For this exercise, repeat the records below exactly as written.

▶ [Point localization data]
========

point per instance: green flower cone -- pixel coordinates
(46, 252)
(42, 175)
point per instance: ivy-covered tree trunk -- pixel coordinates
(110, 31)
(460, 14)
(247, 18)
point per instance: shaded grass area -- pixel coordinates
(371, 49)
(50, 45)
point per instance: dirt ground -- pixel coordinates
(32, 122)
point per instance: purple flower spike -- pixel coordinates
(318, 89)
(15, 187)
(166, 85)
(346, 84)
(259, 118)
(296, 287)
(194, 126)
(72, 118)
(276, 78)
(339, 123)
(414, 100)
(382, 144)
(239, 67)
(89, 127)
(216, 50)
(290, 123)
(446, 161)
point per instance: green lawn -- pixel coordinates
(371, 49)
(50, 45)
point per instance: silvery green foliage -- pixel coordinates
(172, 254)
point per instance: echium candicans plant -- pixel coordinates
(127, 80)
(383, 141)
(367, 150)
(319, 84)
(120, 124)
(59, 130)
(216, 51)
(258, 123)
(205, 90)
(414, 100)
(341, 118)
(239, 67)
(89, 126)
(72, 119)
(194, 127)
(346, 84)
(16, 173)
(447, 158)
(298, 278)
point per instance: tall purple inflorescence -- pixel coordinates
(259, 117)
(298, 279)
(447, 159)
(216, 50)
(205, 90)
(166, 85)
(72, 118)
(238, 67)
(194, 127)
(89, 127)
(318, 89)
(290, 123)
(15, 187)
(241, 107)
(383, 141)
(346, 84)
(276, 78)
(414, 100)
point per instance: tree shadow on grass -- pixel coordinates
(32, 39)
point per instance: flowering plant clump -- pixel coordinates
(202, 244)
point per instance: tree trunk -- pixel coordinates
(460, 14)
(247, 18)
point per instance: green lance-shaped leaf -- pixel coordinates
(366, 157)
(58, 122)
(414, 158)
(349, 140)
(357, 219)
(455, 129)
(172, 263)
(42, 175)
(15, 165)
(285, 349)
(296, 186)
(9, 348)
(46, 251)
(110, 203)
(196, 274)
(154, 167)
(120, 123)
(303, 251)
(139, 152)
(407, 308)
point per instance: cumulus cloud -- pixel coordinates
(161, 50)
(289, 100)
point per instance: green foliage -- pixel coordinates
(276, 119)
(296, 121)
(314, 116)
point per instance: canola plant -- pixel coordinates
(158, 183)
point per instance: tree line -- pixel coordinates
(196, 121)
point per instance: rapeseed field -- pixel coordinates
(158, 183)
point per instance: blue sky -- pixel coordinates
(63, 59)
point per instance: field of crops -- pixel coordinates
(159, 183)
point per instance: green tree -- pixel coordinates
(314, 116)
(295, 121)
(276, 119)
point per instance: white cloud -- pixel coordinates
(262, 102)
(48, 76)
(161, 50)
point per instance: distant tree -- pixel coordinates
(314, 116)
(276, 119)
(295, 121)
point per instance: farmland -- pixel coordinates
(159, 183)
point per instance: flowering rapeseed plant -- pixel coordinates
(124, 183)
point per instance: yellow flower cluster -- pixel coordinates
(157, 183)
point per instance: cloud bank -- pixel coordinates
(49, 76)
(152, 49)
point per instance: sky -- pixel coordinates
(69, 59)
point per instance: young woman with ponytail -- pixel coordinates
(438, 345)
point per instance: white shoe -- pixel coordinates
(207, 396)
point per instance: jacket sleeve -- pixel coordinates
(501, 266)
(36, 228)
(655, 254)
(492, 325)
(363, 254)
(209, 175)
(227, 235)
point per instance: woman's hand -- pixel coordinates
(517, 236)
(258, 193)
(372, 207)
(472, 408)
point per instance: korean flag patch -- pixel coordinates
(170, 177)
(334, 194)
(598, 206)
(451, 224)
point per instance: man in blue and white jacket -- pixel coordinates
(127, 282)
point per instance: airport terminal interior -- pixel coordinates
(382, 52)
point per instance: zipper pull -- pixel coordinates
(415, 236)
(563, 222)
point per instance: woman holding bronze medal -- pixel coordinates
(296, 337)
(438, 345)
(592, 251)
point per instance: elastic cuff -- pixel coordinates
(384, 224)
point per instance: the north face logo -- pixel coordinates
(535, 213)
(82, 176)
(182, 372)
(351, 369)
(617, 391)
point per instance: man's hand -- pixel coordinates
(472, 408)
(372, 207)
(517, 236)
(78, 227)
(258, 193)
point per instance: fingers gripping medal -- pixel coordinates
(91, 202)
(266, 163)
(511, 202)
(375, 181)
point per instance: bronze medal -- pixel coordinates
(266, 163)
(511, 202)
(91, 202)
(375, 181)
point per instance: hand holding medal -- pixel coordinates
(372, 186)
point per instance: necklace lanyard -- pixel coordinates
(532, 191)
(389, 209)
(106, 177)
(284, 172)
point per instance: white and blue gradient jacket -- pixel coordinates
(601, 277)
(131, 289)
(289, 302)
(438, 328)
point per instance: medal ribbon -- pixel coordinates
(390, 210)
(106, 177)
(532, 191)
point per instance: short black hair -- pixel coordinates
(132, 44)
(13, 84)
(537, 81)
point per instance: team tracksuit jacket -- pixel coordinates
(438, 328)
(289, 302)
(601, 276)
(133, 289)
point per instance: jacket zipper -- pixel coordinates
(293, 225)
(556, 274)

========

▶ [RESPONSE TO THIS EXERCISE]
point per instance: green flower cone -- pixel coordinates
(46, 252)
(42, 175)
point per instance: ivy-covered tree trunk -- pixel coordinates
(110, 31)
(460, 14)
(247, 18)
point per instance: shaded grass area -- pixel coordinates
(371, 49)
(50, 45)
point per instance: dirt ground -- pixel coordinates
(32, 122)
point per instance: purple flower spike -- pixel coordinates
(318, 89)
(15, 187)
(166, 85)
(346, 84)
(259, 118)
(296, 287)
(194, 126)
(72, 118)
(276, 78)
(339, 123)
(414, 100)
(382, 144)
(239, 67)
(89, 127)
(216, 50)
(290, 123)
(446, 161)
point per instance: green lawn -- pixel coordinates
(371, 49)
(50, 45)
point per instance: silvery green foliage -- pixel coordinates
(172, 254)
point per instance: echium candicans plant -- pixel coordinates
(127, 80)
(383, 141)
(367, 150)
(319, 84)
(120, 124)
(59, 130)
(216, 51)
(258, 123)
(205, 90)
(414, 100)
(341, 118)
(239, 67)
(89, 126)
(72, 119)
(194, 127)
(346, 84)
(16, 173)
(447, 158)
(298, 278)
point per instance: tall purple inflorescence -- pixel coordinates
(259, 117)
(298, 279)
(447, 159)
(216, 50)
(205, 90)
(166, 85)
(72, 118)
(238, 67)
(194, 127)
(89, 127)
(318, 89)
(290, 123)
(15, 187)
(241, 107)
(383, 141)
(346, 84)
(276, 78)
(414, 100)
point per instance: tree shadow on grass -- pixel coordinates
(32, 39)
point per instance: flowering plant clump -- pixel coordinates
(202, 244)
point per instance: tree trunk -- pixel coordinates
(460, 14)
(247, 18)
point per instance: green lance-shaped leaf -- pixel coordinates
(366, 157)
(58, 122)
(414, 158)
(349, 140)
(357, 219)
(455, 129)
(172, 263)
(42, 175)
(15, 165)
(285, 349)
(296, 186)
(9, 348)
(46, 251)
(110, 203)
(196, 274)
(154, 167)
(120, 123)
(303, 251)
(139, 152)
(407, 308)
point per instance: cumulus cloud -- pixel coordinates
(161, 50)
(289, 100)
point per instance: green foliage -- pixel coordinates
(276, 119)
(296, 121)
(314, 116)
point per instance: canola plant -- pixel coordinates
(158, 183)
point per instance: tree line -- pixel coordinates
(196, 121)
point per instance: rapeseed field -- pixel coordinates
(158, 183)
point per instance: blue sky -- pixel coordinates
(63, 59)
point per instance: field of crops -- pixel coordinates
(159, 183)
point per instance: green tree -- pixel coordinates
(314, 116)
(295, 121)
(276, 119)
point per instance: white cloud -- pixel coordinates
(262, 102)
(48, 76)
(161, 50)
point per instance: distant tree -- pixel coordinates
(314, 116)
(276, 119)
(295, 121)
point per instance: farmland -- pixel coordinates
(159, 183)
point per instance: flowering rapeseed plant -- pixel coordinates
(124, 183)
point per instance: yellow flower cluster -- pixel coordinates
(157, 183)
point per instance: cloud bank -- pixel coordinates
(49, 76)
(152, 49)
point per instance: sky -- pixel coordinates
(69, 59)
point per instance: young woman with ponytail -- pixel coordinates
(438, 345)
point per instance: white shoe -- pixel coordinates
(207, 396)
point per instance: jacket sleeve -- pixel coordinates
(501, 266)
(36, 228)
(655, 254)
(492, 325)
(363, 254)
(209, 175)
(227, 235)
point per instance: woman's hand -- pixel coordinates
(517, 236)
(258, 193)
(372, 207)
(472, 408)
point per instance: korean flag patch -- pixel coordinates
(170, 177)
(334, 194)
(598, 206)
(451, 224)
point per instance: man in blue and white jacket -- pixel coordinates
(127, 282)
point per instance: airport terminal interior -- pixel coordinates
(382, 52)
point per instance: zipper pull -- pixel coordinates
(415, 236)
(563, 222)
point per instance: woman holding bronze medal -- pixel coordinates
(296, 337)
(438, 345)
(592, 251)
point per instance: elastic cuff -- pixel coordinates
(384, 224)
point per instance: the north face logo -- pixel coordinates
(535, 213)
(82, 176)
(182, 372)
(351, 369)
(617, 391)
point per instance: man's hand -- pixel coordinates
(472, 408)
(372, 207)
(517, 236)
(78, 227)
(258, 193)
point per instance: fingers gripping medal -- pixel coordinates
(91, 202)
(266, 163)
(511, 202)
(375, 181)
point per instance: bronze medal -- pixel coordinates
(266, 163)
(511, 202)
(91, 202)
(375, 181)
point per instance: hand holding medal -- pixel coordinates
(372, 186)
point per instance: necklace lanyard -- pixel coordinates
(532, 191)
(389, 209)
(106, 177)
(284, 172)
point per instance: white and blue gradient jacket -- pixel coordinates
(601, 277)
(131, 289)
(289, 302)
(438, 328)
point per instance: medal ribbon -- pixel coordinates
(390, 210)
(106, 177)
(532, 191)
point per instance: short black hair -- pixel coordinates
(132, 44)
(13, 84)
(537, 81)
point per instance: team tracksuit jacket -- pixel coordinates
(438, 328)
(289, 302)
(601, 276)
(133, 289)
point per instance: jacket zipper -- pixel coordinates
(293, 225)
(556, 274)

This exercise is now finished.